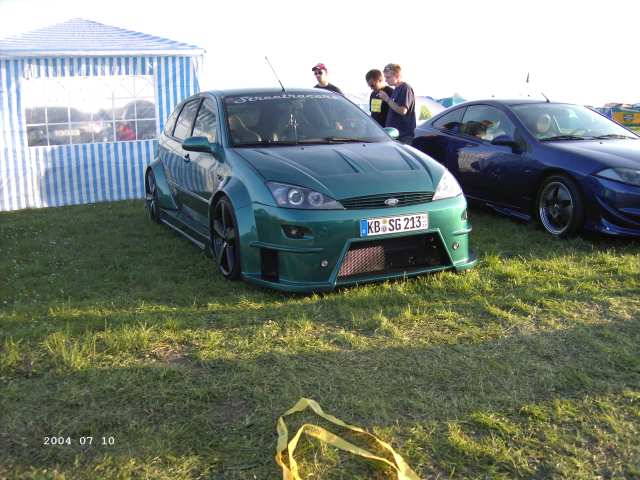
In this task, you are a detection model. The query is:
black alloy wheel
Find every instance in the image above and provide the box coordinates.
[536,175,584,238]
[211,197,240,280]
[145,171,160,223]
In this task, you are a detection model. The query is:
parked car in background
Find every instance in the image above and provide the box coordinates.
[413,100,640,237]
[146,89,477,291]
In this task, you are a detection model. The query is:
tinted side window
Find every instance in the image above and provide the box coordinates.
[193,98,218,143]
[163,105,182,135]
[460,105,515,142]
[173,98,200,140]
[433,108,464,132]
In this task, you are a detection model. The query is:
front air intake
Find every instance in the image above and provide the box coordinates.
[340,192,433,210]
[338,233,451,279]
[260,248,280,282]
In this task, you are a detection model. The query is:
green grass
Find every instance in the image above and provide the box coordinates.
[0,202,640,479]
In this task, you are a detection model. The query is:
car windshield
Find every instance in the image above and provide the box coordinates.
[224,92,389,147]
[512,103,639,141]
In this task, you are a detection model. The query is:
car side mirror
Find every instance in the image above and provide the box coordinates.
[182,137,220,154]
[384,127,400,140]
[491,135,522,153]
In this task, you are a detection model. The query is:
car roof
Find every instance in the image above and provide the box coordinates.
[202,88,338,97]
[450,98,568,109]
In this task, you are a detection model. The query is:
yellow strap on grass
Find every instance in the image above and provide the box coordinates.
[276,398,420,480]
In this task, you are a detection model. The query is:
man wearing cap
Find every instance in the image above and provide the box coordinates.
[378,63,416,144]
[311,63,344,95]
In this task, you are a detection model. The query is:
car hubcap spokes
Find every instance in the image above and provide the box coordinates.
[539,182,574,235]
[213,202,236,275]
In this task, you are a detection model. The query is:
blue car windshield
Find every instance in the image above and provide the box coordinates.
[511,103,640,141]
[224,91,390,147]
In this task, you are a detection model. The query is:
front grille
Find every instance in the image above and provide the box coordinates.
[340,192,433,210]
[338,233,450,279]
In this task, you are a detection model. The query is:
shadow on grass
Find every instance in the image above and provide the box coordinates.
[0,321,640,478]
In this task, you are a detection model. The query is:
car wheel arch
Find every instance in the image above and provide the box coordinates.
[530,167,584,211]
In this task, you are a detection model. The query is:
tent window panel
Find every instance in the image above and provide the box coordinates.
[23,75,158,147]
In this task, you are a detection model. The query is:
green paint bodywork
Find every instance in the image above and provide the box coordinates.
[149,90,477,292]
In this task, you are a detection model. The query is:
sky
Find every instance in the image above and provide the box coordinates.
[0,0,640,106]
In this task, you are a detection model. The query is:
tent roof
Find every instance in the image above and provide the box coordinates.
[0,18,204,58]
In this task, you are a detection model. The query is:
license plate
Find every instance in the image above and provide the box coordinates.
[360,213,429,237]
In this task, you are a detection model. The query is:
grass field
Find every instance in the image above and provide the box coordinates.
[0,202,640,479]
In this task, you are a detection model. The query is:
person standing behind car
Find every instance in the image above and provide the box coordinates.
[378,63,416,144]
[364,69,393,127]
[311,63,344,95]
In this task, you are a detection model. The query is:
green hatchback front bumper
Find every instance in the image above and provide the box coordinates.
[238,195,477,292]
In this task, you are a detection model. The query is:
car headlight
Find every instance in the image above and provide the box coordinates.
[596,168,640,187]
[433,170,462,200]
[267,182,344,210]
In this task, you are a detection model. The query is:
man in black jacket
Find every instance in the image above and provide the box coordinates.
[364,69,393,127]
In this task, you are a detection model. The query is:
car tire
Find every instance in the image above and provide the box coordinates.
[145,170,160,223]
[210,197,240,280]
[536,174,584,238]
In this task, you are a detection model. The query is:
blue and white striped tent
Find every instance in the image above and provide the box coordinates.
[0,19,204,211]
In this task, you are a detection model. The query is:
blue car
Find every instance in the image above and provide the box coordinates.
[413,100,640,237]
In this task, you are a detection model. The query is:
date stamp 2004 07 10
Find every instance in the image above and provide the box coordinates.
[42,435,116,447]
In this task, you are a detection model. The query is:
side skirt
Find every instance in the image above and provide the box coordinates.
[160,210,210,250]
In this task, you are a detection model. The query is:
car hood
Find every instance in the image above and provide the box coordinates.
[548,140,640,173]
[235,142,444,200]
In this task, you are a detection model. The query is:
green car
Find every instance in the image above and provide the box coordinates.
[145,89,477,292]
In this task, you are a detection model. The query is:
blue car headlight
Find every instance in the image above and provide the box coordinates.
[433,170,462,200]
[596,167,640,187]
[267,182,344,210]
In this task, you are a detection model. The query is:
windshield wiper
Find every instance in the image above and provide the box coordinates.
[593,133,637,140]
[540,135,594,142]
[233,140,300,148]
[322,137,371,143]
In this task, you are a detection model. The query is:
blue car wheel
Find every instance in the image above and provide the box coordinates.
[536,175,584,238]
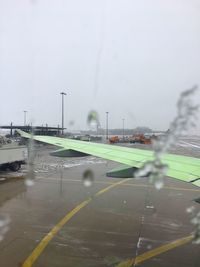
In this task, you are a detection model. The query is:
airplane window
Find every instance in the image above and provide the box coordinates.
[0,0,200,267]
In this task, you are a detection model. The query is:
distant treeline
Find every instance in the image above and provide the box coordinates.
[81,127,153,135]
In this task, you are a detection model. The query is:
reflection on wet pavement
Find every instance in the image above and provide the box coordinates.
[0,147,200,267]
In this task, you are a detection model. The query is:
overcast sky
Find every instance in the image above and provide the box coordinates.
[0,0,200,131]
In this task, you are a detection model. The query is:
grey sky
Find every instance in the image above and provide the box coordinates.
[0,0,200,133]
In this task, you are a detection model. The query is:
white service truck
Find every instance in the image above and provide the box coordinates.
[0,137,28,171]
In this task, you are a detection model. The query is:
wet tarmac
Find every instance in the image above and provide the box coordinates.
[0,138,200,267]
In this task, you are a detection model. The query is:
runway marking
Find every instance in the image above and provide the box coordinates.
[22,179,129,267]
[181,141,200,148]
[36,177,200,192]
[116,235,194,267]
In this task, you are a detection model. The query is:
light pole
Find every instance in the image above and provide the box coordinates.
[23,110,28,126]
[122,119,125,140]
[106,111,109,140]
[60,92,67,135]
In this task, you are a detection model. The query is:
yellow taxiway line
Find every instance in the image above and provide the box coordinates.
[115,235,194,267]
[22,179,129,267]
[22,178,199,267]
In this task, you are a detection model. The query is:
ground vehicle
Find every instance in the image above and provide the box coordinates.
[0,138,28,171]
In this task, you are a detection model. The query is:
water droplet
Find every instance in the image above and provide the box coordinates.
[186,206,195,213]
[25,179,35,186]
[69,120,75,126]
[155,180,164,190]
[0,215,10,242]
[83,169,94,187]
[87,110,99,125]
[147,245,152,250]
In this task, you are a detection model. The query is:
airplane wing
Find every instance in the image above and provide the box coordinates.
[17,130,200,187]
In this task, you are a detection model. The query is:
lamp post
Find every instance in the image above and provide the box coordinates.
[23,110,28,126]
[122,119,125,140]
[60,92,67,135]
[106,111,109,140]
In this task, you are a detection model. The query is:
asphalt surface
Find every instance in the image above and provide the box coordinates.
[0,138,200,267]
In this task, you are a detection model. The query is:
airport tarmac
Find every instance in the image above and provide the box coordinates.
[0,139,200,267]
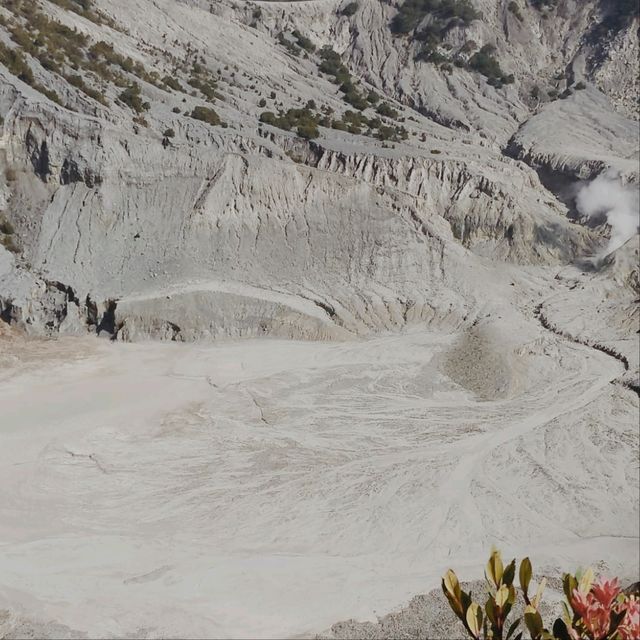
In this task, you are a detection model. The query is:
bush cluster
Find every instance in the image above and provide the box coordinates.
[442,550,640,640]
[391,0,482,39]
[260,106,320,140]
[190,106,223,127]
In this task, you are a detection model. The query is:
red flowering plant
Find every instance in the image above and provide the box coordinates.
[442,550,640,640]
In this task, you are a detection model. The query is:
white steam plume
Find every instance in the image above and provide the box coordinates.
[576,171,640,254]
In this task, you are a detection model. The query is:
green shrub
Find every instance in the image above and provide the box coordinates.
[442,550,640,640]
[507,0,524,22]
[391,0,481,39]
[118,82,150,113]
[296,120,320,140]
[162,76,184,92]
[0,216,16,236]
[291,29,316,53]
[339,2,358,16]
[191,107,222,126]
[376,102,398,120]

_ _ _ _

- What the task requires -
Convert all of the material above into a Markdown table with the columns Row and Text, one line of the material per row, numbered in order. Leave out the pictures and any blank lines.

- Answer to this task -
| Row | Text |
|---|---|
| 1 | In this task, you are a detection model. The query is: |
| 2 | black alloy wheel |
| 3 | Find every instance in the image above and provide the box coordinates. |
| 4 | [536,175,584,238] |
| 5 | [211,197,240,280] |
| 6 | [145,171,160,223] |
| 7 | In this task, you are a detection model. The query is: |
| 8 | parked car in background |
| 9 | Find every instance in the image above and provide the box coordinates. |
| 10 | [413,100,640,237] |
| 11 | [146,89,477,291] |
| 12 | In this task, you are a detection model. The query is: |
| 13 | tinted side window |
| 14 | Find every instance in the image above and provide the box coordinates. |
| 15 | [193,98,218,143] |
| 16 | [163,105,182,135] |
| 17 | [460,105,515,142] |
| 18 | [173,98,200,140] |
| 19 | [433,108,464,132] |
| 20 | In this task, you are a detection model. The query is: |
| 21 | front air intake |
| 22 | Find every instance in the image above and provide the box coordinates. |
| 23 | [340,192,433,210] |
| 24 | [338,233,451,279] |
| 25 | [260,248,280,282] |
| 26 | In this task, you are a detection model. The query is: |
| 27 | green grass |
| 28 | Find every instance in the image above and provide the box coordinates. |
| 29 | [0,202,640,479] |
| 30 | In this task, you are a detection model. The query is: |
| 31 | car windshield |
| 32 | Find every instance in the image above and provide the box coordinates. |
| 33 | [224,92,389,147] |
| 34 | [512,103,639,141] |
| 35 | In this task, you are a detection model. The query is: |
| 36 | car side mirror |
| 37 | Find every instance in the image above and provide the box coordinates. |
| 38 | [182,137,220,154] |
| 39 | [384,127,400,140] |
| 40 | [491,135,522,153] |
| 41 | In this task, you are a detection model. The query is: |
| 42 | car roof |
| 43 | Find every instance in the image above and provide the box coordinates. |
| 44 | [202,88,338,97] |
| 45 | [450,98,568,109] |
| 46 | In this task, you are a detection model. The query is: |
| 47 | yellow strap on grass |
| 48 | Find every instance in the image above and provide the box coordinates. |
| 49 | [276,398,420,480] |
| 50 | In this task, you are a detection model. The query is: |
| 51 | man wearing cap |
| 52 | Find every instance in the image above and provide the box coordinates. |
| 53 | [378,63,416,144] |
| 54 | [311,63,344,95] |
| 55 | In this task, you are a detection model. The query is: |
| 56 | car hubcap spokes |
| 57 | Find every instance in the image above and provide the box coordinates. |
| 58 | [539,182,574,235] |
| 59 | [213,202,236,275] |
| 60 | In this task, you are a detection model. The query is: |
| 61 | blue car windshield |
| 62 | Find every instance in the image above and provide the box coordinates. |
| 63 | [511,103,640,141] |
| 64 | [224,91,390,147] |
| 65 | In this task, you are a detection model. The query is: |
| 66 | front grille |
| 67 | Find every instance in the image above and provide the box coordinates. |
| 68 | [340,192,433,210] |
| 69 | [338,233,450,279] |
| 70 | In this task, you are a detection model. The query is: |
| 71 | shadow on grass |
| 72 | Find every instance in the image above and provide the box coordinates. |
| 73 | [0,321,640,478] |
| 74 | In this task, you are a detection model. The query is: |
| 75 | car wheel arch |
| 76 | Find every instance in the image above and provide the box coordinates. |
| 77 | [530,167,584,211] |
| 78 | In this task, you are a detection model. The query is: |
| 79 | tent window panel |
| 80 | Find every instance in the image above and provide the box coordinates. |
| 81 | [23,75,158,147] |
| 82 | In this task, you are a detection model. The query is: |
| 83 | green paint bodywork |
| 84 | Find every instance in the image above and provide the box coordinates. |
| 85 | [149,90,477,292] |
| 86 | In this task, you are a detection model. The query is: |
| 87 | sky |
| 88 | Find every instance in the image above and provide the box coordinates. |
| 89 | [0,0,640,106] |
| 90 | In this task, you are a detection model. The query is: |
| 91 | tent roof |
| 92 | Find every instance in the image above and provide the box coordinates. |
| 93 | [0,18,204,58] |
| 94 | In this task, you are a detection model. The query is: |
| 95 | license plate |
| 96 | Find every instance in the image above and provide the box coordinates. |
| 97 | [360,213,429,237] |
| 98 | In this task, you are a detection model. The query is: |
| 99 | grass field |
| 100 | Find every instance in the image above and provide the box coordinates. |
| 101 | [0,202,640,479] |
| 102 | In this task, you are a detection model. The query is: |
| 103 | person standing behind car |
| 104 | Find every instance in the image above and provide the box coordinates. |
| 105 | [378,63,416,144] |
| 106 | [364,69,393,127] |
| 107 | [311,63,344,95] |
| 108 | In this task, you are a detection model. The query is: |
| 109 | green hatchback front bumper |
| 110 | Find every instance in the image above and provide the box coordinates. |
| 111 | [238,195,477,292] |
| 112 | In this task, you are a detection model. The query is: |
| 113 | car headlight |
| 114 | Find every instance in the image above and provide the box coordinates. |
| 115 | [596,168,640,187] |
| 116 | [433,170,462,200] |
| 117 | [267,182,344,210] |
| 118 | In this task, you are a detection model. The query is: |
| 119 | man in black jacket |
| 120 | Find every instance in the image above and provide the box coordinates. |
| 121 | [364,69,393,127] |
| 122 | In this task, you are a detection model. The query is: |
| 123 | car tire |
| 124 | Find every instance in the image above and provide the box coordinates. |
| 125 | [145,170,160,223] |
| 126 | [210,197,240,280] |
| 127 | [536,174,584,238] |
| 128 | In this task, you are a detection model. The query is: |
| 129 | blue and white striped tent |
| 130 | Find every instance in the image above and provide the box coordinates. |
| 131 | [0,19,204,211] |
| 132 | In this task, you are a detection model. The query is: |
| 133 | blue car |
| 134 | Find every instance in the image above and provide the box coordinates. |
| 135 | [413,100,640,237] |
| 136 | In this task, you are a detection model. The query is: |
| 137 | date stamp 2004 07 10 |
| 138 | Find every instance in the image above and provide the box coordinates. |
| 139 | [42,435,116,447] |
| 140 | In this task, you are a detection model. The query is: |
| 141 | side skirt |
| 142 | Find every instance in the image above and provide the box coordinates. |
| 143 | [160,210,210,250] |
| 144 | In this task, you are a detection model. The query is: |
| 145 | car hood |
| 146 | Find every instance in the image above and provide the box coordinates. |
| 147 | [548,140,640,173] |
| 148 | [235,142,444,200] |
| 149 | In this task, you are a detection model. The query is: |
| 150 | green car |
| 151 | Find every instance in the image above and provide the box coordinates. |
| 152 | [145,89,477,292] |
| 153 | In this task, you are a detection model. The query is: |
| 154 | blue car headlight |
| 155 | Find every instance in the image above and provide the box coordinates. |
| 156 | [433,170,462,200] |
| 157 | [596,167,640,187] |
| 158 | [267,182,344,210] |
| 159 | In this task, you are a detection model. The query is: |
| 160 | windshield wiper |
| 161 | Find every instance in the image above and provide the box coordinates. |
| 162 | [593,133,637,140] |
| 163 | [540,135,594,142] |
| 164 | [233,140,300,148] |
| 165 | [322,137,371,143] |
| 166 | In this task, you are a detection model. The query is: |
| 167 | blue car wheel |
| 168 | Find every instance in the image above and provide the box coordinates. |
| 169 | [536,175,584,238] |
| 170 | In this task, you are a detection model. The query is: |
| 171 | airplane window |
| 172 | Find every instance in the image above and provide the box coordinates. |
| 173 | [0,0,200,267] |
| 174 | In this task, you are a detection model. The query is: |
| 175 | distant treeline |
| 176 | Find every instance in the image above and provide the box coordinates. |
| 177 | [81,127,153,135] |
| 178 | In this task, you are a detection model. The query is: |
| 179 | reflection on wet pavement |
| 180 | Find every instance in the image above and provide the box coordinates. |
| 181 | [0,147,200,267] |
| 182 | In this task, you are a detection model. The query is: |
| 183 | overcast sky |
| 184 | Find every instance in the image above and provide the box coordinates. |
| 185 | [0,0,200,131] |
| 186 | In this task, you are a detection model. The query is: |
| 187 | grey sky |
| 188 | Find every instance in the image above and provide the box coordinates. |
| 189 | [0,0,200,133] |
| 190 | In this task, you are a detection model. The query is: |
| 191 | white service truck |
| 192 | Find every instance in the image above and provide the box coordinates. |
| 193 | [0,137,28,171] |
| 194 | In this task, you are a detection model. The query is: |
| 195 | wet tarmac |
| 196 | Find every instance in the image above and provide the box coordinates. |
| 197 | [0,138,200,267] |
| 198 | In this task, you are a detection model. The query is: |
| 199 | runway marking |
| 200 | Find every instance in the image above and provide the box coordinates. |
| 201 | [22,179,129,267] |
| 202 | [181,141,200,148] |
| 203 | [36,177,200,192] |
| 204 | [116,235,194,267] |
| 205 | In this task, you are a detection model. The query is: |
| 206 | light pole |
| 207 | Find every instance in the image above and provide the box coordinates. |
| 208 | [23,110,28,126] |
| 209 | [122,119,125,140] |
| 210 | [106,111,109,140] |
| 211 | [60,92,67,135] |
| 212 | In this task, you are a detection model. The query is: |
| 213 | yellow taxiway line |
| 214 | Find every instance in the image above and provide the box coordinates. |
| 215 | [115,235,194,267] |
| 216 | [22,179,129,267] |
| 217 | [22,178,199,267] |
| 218 | In this task, you are a detection model. The query is: |
| 219 | ground vehicle |
| 220 | Find every instance in the image above and provide the box coordinates. |
| 221 | [0,138,28,171] |
| 222 | In this task, you are a detection model. The query is: |
| 223 | water droplet |
| 224 | Find every instance in the image above and provide the box coordinates. |
| 225 | [186,206,195,213] |
| 226 | [25,179,35,186] |
| 227 | [69,120,75,126] |
| 228 | [155,180,164,190] |
| 229 | [0,215,10,242] |
| 230 | [83,169,94,187] |
| 231 | [87,110,99,125] |
| 232 | [147,245,152,250] |
| 233 | In this task, you are a detection model. The query is: |
| 234 | airplane wing |
| 235 | Find every instance in the image above and provide the box coordinates. |
| 236 | [17,130,200,187] |
| 237 | In this task, you are a detection model. The query is: |
| 238 | lamp post |
| 239 | Find every instance in the image above and provide the box coordinates. |
| 240 | [23,110,28,126] |
| 241 | [122,119,125,140] |
| 242 | [60,92,67,135] |
| 243 | [106,111,109,140] |
| 244 | In this task, you are a detection model. The query is: |
| 245 | asphalt surface |
| 246 | Find every instance in the image above and provide the box coordinates. |
| 247 | [0,138,200,267] |
| 248 | In this task, you are a detection model. The query is: |
| 249 | airport tarmac |
| 250 | Find every instance in the image above and provide the box coordinates. |
| 251 | [0,139,200,267] |
| 252 | In this task, you are a detection model. The query is: |
| 253 | bush cluster |
| 254 | Find every instance in the image above and provide the box coordinates. |
| 255 | [442,550,640,640] |
| 256 | [391,0,482,39] |
| 257 | [260,106,320,140] |
| 258 | [190,106,223,127] |
| 259 | In this task, you are a detection model. The query is: |
| 260 | red flowering plant |
| 261 | Find every instance in the image above and provide the box coordinates. |
| 262 | [442,550,640,640] |
| 263 | In this task, you are a detection model. The query is: |
| 264 | white steam plume |
| 265 | Find every instance in the image above and provide the box coordinates. |
| 266 | [576,171,640,254] |
| 267 | In this task, you are a detection model. The query is: |
| 268 | green shrub |
| 269 | Find every instance in the image above and provide the box coordinates. |
| 270 | [442,550,640,640] |
| 271 | [507,0,524,22] |
| 272 | [391,0,481,39] |
| 273 | [118,82,150,113] |
| 274 | [296,120,320,140] |
| 275 | [162,76,184,92] |
| 276 | [0,216,16,236] |
| 277 | [291,29,316,53] |
| 278 | [339,2,358,16] |
| 279 | [191,107,222,126] |
| 280 | [376,102,398,120] |